** Start of PAGE EXTRACT **

Let's define the various macros used here in `kernel.h:

kernel.h
c
#include "common.h"

struct trap_frame {
    uint32_t ra;
    uint32_t gp;
    uint32_t tp;
    uint32_t t0;
    uint32_t t1;
    uint32_t t2;
    uint32_t t3;
    uint32_t t4;
    uint32_t t5;
    uint32_t t6;
    uint32_t a0;
    uint32_t a1;
    uint32_t a2;
    uint32_t a3;
    uint32_t a4;
    uint32_t a5;
    uint32_t a6;
    uint32_t a7;
    uint32_t s0;
    uint32_t s1;
    uint32_t s2;
    uint32_t s3;
    uint32_t s4;
    uint32_t s5;
    uint32_t s6;
    uint32_t s7;
    uint32_t s8;
    uint32_t s9;
    uint32_t s10;
    uint32_t s11;
    uint32_t sp;
} __attribute__((packed));

#define READ_CSR(reg)                                                          \
    ({                                                                         \
        unsigned long __tmp;                                                   \
        __asm__ __volatile__("csrr %0, " #reg : "=r"(__tmp));                  \
        __tmp;                                                                 \
    })

#define WRITE_CSR(reg, value)                                                  \
    do {                                                                       \
        uint32_t __tmp = (value);                                              \
        __asm__ __volatile__("csrw " #reg ", %0" ::"r"(__tmp));                \
    } while (0)

The trap_frame struct represents the program state saved in kernel_entry. READ_CSR and WRITE_CSR macros are convenient macros for reading and writing CSR registers.

The last thing we need to do is to tell the CPU where the exception handler is located. It's done by setting the stvec register in the kernel_main function:

kernel.c
c
void kernel_main(void) {
    memset(__bss, 0, (size_t) __bss_end - (size_t) __bss);

    WRITE_CSR(stvec, (uint32_t) kernel_entry); // new
    __asm__ __volatile__("unimp"); // new

In addition to setting the stvec register, it executes unimp instruction. it's a pseudo instruction which triggers an illegal instruction exception.

NOTE

unimp is a "pseudo" instruction.

** End of PAGE EXTRACT **

TASK INSTRUCTIONS:
From the kernel trap handling text above, write out the passage starting with "#define WRITE_CSR(reg, value)" and going on through "writing CSR registers.", copying it word for word.

** Start of PROVIDED MATERIAL **

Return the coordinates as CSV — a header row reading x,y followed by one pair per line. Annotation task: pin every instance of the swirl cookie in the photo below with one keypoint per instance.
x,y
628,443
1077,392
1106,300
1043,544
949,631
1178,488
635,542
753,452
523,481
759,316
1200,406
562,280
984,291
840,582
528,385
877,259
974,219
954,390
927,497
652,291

** End of PROVIDED MATERIAL **
** Start of PROVIDED MATERIAL **

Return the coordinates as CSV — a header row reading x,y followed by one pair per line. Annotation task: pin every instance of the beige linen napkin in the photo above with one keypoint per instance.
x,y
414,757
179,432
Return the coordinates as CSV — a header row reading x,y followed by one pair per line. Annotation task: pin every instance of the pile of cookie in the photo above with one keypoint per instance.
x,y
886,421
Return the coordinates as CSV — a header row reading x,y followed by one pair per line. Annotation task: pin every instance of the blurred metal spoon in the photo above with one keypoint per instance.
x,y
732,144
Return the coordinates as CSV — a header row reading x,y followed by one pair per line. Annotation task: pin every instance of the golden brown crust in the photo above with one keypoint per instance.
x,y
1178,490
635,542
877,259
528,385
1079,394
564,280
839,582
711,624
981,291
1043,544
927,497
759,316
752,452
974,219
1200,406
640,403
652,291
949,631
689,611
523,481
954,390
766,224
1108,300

** End of PROVIDED MATERIAL **

RESULT FOR THIS TASK:
#define WRITE_CSR(reg, value)                                                  \
    do {                                                                       \
        uint32_t __tmp = (value);                                              \
        __asm__ __volatile__("csrw " #reg ", %0" ::"r"(__tmp));                \
    } while (0)

The trap_frame struct represents the program state saved in kernel_entry. READ_CSR and WRITE_CSR macros are convenient macros for reading and writing CSR registers.